--- Entries ---
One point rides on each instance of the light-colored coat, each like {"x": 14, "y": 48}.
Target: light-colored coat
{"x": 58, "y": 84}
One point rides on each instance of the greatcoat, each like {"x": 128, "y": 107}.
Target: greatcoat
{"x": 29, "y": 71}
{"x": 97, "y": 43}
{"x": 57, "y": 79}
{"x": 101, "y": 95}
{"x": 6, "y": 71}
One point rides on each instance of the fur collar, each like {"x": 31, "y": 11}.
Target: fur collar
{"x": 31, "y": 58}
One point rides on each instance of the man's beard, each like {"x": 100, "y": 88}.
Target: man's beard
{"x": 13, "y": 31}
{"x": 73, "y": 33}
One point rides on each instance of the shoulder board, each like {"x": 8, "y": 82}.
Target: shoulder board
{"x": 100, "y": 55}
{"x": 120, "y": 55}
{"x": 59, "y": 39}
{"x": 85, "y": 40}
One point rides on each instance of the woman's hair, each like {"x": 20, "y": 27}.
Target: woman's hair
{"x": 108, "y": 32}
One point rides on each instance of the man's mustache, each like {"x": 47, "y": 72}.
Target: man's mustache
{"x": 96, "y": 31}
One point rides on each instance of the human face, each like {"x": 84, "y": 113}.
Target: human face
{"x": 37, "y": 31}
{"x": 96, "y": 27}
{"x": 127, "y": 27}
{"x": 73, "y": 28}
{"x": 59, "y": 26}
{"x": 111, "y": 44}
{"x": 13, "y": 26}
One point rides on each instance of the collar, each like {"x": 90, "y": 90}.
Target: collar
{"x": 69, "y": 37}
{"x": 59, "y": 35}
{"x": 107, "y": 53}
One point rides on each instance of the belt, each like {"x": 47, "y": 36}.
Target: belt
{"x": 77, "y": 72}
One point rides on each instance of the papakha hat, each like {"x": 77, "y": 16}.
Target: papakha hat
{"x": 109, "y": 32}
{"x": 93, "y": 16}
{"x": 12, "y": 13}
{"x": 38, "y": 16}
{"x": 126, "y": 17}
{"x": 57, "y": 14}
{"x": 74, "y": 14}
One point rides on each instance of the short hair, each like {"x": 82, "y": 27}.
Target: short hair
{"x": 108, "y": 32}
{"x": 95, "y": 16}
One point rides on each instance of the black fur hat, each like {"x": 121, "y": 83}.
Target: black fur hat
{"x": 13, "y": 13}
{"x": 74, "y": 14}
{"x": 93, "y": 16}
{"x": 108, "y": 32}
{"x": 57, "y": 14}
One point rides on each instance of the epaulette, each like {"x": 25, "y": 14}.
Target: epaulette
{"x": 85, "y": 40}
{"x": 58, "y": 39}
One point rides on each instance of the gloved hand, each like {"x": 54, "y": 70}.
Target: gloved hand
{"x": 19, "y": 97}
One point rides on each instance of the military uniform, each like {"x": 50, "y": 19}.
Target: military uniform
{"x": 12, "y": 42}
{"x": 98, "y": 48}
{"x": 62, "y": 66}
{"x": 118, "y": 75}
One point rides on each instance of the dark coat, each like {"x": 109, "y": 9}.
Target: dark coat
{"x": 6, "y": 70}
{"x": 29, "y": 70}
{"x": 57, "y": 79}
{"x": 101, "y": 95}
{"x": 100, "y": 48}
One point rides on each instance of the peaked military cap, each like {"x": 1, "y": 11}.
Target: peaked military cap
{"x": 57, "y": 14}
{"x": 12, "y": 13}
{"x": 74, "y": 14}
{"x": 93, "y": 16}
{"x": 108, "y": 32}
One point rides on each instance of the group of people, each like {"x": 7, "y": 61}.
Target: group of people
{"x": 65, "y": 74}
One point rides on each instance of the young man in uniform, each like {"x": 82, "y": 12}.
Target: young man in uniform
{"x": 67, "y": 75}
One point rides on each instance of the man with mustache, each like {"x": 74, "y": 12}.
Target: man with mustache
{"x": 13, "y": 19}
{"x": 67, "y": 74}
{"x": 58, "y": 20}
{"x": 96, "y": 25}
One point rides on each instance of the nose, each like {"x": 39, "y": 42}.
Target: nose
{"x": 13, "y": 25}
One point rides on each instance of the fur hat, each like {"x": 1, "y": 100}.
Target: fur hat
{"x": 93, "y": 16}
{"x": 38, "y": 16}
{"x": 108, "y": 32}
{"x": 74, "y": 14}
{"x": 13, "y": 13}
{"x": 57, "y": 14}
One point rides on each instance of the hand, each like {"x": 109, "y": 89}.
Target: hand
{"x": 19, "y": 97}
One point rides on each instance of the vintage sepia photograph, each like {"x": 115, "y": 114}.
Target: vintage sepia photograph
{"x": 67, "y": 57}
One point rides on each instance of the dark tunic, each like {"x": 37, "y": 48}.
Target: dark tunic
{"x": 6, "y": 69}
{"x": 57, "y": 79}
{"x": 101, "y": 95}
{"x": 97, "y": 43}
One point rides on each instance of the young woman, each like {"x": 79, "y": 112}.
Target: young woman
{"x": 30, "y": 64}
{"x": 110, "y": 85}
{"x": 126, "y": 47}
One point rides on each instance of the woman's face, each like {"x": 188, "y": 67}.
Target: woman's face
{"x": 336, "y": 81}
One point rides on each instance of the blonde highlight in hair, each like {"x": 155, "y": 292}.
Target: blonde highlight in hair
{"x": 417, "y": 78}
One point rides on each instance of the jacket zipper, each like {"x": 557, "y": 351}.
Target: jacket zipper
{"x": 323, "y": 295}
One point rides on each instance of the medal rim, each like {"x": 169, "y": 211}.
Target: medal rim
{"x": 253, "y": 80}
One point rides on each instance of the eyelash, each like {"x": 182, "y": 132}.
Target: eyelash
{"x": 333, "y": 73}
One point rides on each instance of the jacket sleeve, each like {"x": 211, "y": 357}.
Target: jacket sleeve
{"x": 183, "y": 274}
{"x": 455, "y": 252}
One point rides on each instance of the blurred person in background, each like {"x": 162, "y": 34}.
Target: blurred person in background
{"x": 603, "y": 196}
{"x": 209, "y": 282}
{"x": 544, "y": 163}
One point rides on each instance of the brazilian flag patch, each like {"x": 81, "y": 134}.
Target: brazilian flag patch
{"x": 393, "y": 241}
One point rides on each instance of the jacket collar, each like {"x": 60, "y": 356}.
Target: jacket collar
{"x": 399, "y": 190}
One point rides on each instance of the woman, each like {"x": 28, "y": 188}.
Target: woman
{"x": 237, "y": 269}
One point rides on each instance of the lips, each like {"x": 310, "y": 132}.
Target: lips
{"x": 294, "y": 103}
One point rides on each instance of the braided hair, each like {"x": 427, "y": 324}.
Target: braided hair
---
### [Task instructions]
Go through the data and return every record exactly.

### [Finished task]
One point rides on each instance of the light-colored coat, each like {"x": 14, "y": 48}.
Target: light-colored coat
{"x": 58, "y": 84}
One point rides on each instance of the greatcoat, each like {"x": 128, "y": 107}.
Target: greatcoat
{"x": 29, "y": 71}
{"x": 97, "y": 43}
{"x": 57, "y": 79}
{"x": 101, "y": 95}
{"x": 6, "y": 71}
One point rides on each instance of the fur collar, each like {"x": 31, "y": 11}.
Target: fur collar
{"x": 31, "y": 58}
One point rides on each instance of the man's beard, each like {"x": 100, "y": 88}.
Target: man's beard
{"x": 13, "y": 31}
{"x": 73, "y": 33}
One point rides on each instance of the shoulder board, each like {"x": 8, "y": 82}.
Target: shoulder board
{"x": 100, "y": 55}
{"x": 120, "y": 55}
{"x": 59, "y": 39}
{"x": 85, "y": 40}
One point rides on each instance of the woman's hair, each like {"x": 20, "y": 27}.
Target: woman's hair
{"x": 108, "y": 32}
One point rides on each instance of the man's mustache, each like {"x": 47, "y": 72}.
Target: man's mustache
{"x": 96, "y": 31}
One point rides on each instance of the human face, each like {"x": 84, "y": 113}.
Target: human face
{"x": 37, "y": 31}
{"x": 96, "y": 27}
{"x": 127, "y": 27}
{"x": 73, "y": 28}
{"x": 59, "y": 26}
{"x": 111, "y": 44}
{"x": 13, "y": 26}
One point rides on each instance of the collar, each like {"x": 90, "y": 90}.
Target: collar
{"x": 69, "y": 37}
{"x": 59, "y": 35}
{"x": 107, "y": 53}
One point rides on each instance of the belt, each like {"x": 47, "y": 36}.
Target: belt
{"x": 77, "y": 72}
One point rides on each instance of the papakha hat, each like {"x": 77, "y": 16}.
Target: papakha hat
{"x": 109, "y": 32}
{"x": 93, "y": 16}
{"x": 12, "y": 13}
{"x": 38, "y": 16}
{"x": 126, "y": 17}
{"x": 57, "y": 14}
{"x": 74, "y": 14}
One point rides on each instance of the short hair, each like {"x": 82, "y": 27}.
Target: short hair
{"x": 108, "y": 32}
{"x": 95, "y": 16}
One point rides on each instance of the black fur hat, each like {"x": 121, "y": 83}.
Target: black fur hat
{"x": 13, "y": 13}
{"x": 74, "y": 14}
{"x": 93, "y": 16}
{"x": 108, "y": 32}
{"x": 57, "y": 14}
One point rides on each instance of the epaulette, each like {"x": 25, "y": 14}.
Target: epaulette
{"x": 85, "y": 40}
{"x": 58, "y": 39}
One point rides on each instance of the gloved hand, each like {"x": 54, "y": 70}.
Target: gloved hand
{"x": 19, "y": 97}
One point rides on each instance of the military uniform, each like {"x": 50, "y": 19}.
Target: military uniform
{"x": 12, "y": 42}
{"x": 98, "y": 48}
{"x": 62, "y": 66}
{"x": 118, "y": 75}
One point rides on each instance of the dark coat, each like {"x": 109, "y": 9}.
Target: dark coat
{"x": 6, "y": 70}
{"x": 29, "y": 70}
{"x": 57, "y": 79}
{"x": 101, "y": 95}
{"x": 100, "y": 48}
One point rides on each instance of the peaked military cap, each like {"x": 1, "y": 11}.
Target: peaked military cap
{"x": 57, "y": 14}
{"x": 12, "y": 13}
{"x": 74, "y": 14}
{"x": 93, "y": 16}
{"x": 108, "y": 32}
One point rides on each instance of the group of people, each like {"x": 7, "y": 61}.
Target: group of people
{"x": 65, "y": 74}
One point rides on each instance of the young man in uniform, each like {"x": 82, "y": 12}.
Target: young man in uniform
{"x": 67, "y": 75}
One point rides on each instance of the man with mustache, each like {"x": 74, "y": 12}.
Target: man with mustache
{"x": 13, "y": 19}
{"x": 67, "y": 74}
{"x": 58, "y": 20}
{"x": 96, "y": 25}
One point rides on each instance of the nose, each like {"x": 39, "y": 42}.
Target: nose
{"x": 13, "y": 25}
One point rides on each instance of the fur hat, each like {"x": 1, "y": 100}.
Target: fur hat
{"x": 93, "y": 16}
{"x": 38, "y": 16}
{"x": 108, "y": 32}
{"x": 74, "y": 14}
{"x": 13, "y": 13}
{"x": 57, "y": 14}
One point rides on each instance of the hand, each like {"x": 109, "y": 89}.
Target: hand
{"x": 19, "y": 97}
One point rides on each instance of the vintage sepia photograph, each like {"x": 115, "y": 114}.
Target: vintage sepia photograph
{"x": 67, "y": 57}
One point rides on each instance of the dark tunic, each like {"x": 37, "y": 48}.
Target: dark tunic
{"x": 6, "y": 69}
{"x": 57, "y": 79}
{"x": 101, "y": 95}
{"x": 97, "y": 43}
One point rides on each instance of the young woman, each like {"x": 79, "y": 112}.
Target: young woman
{"x": 30, "y": 64}
{"x": 110, "y": 85}
{"x": 126, "y": 47}
One point rides on each instance of the woman's face, each like {"x": 188, "y": 67}.
Target: woman's face
{"x": 336, "y": 81}
One point rides on each instance of the blonde highlight in hair, each like {"x": 155, "y": 292}.
Target: blonde highlight in hair
{"x": 417, "y": 78}
One point rides on each instance of the jacket zipper, each like {"x": 557, "y": 351}.
Target: jacket zipper
{"x": 323, "y": 295}
One point rides on each instance of the medal rim, each like {"x": 169, "y": 211}.
Target: medal rim
{"x": 253, "y": 80}
One point rides on each instance of the eyelash, each like {"x": 182, "y": 132}.
Target: eyelash
{"x": 333, "y": 73}
One point rides on each instance of the jacket sleeve, each like {"x": 211, "y": 357}.
Target: jacket sleeve
{"x": 183, "y": 274}
{"x": 455, "y": 252}
One point rides on each instance of the blurred person in background, each like {"x": 162, "y": 34}.
Target: blurred person in background
{"x": 603, "y": 196}
{"x": 209, "y": 282}
{"x": 544, "y": 163}
One point rides on each instance of the brazilian flag patch, each like {"x": 81, "y": 134}.
Target: brazilian flag patch
{"x": 393, "y": 241}
One point rides on each instance of the jacket collar, each like {"x": 60, "y": 356}.
Target: jacket collar
{"x": 399, "y": 190}
One point rides on each instance of the woman, each like {"x": 28, "y": 188}.
Target: woman
{"x": 237, "y": 269}
One point rides on each instance of the lips, each like {"x": 310, "y": 132}.
Target: lips
{"x": 294, "y": 103}
One point rides on each instance of the braided hair, each like {"x": 427, "y": 324}.
Target: braided hair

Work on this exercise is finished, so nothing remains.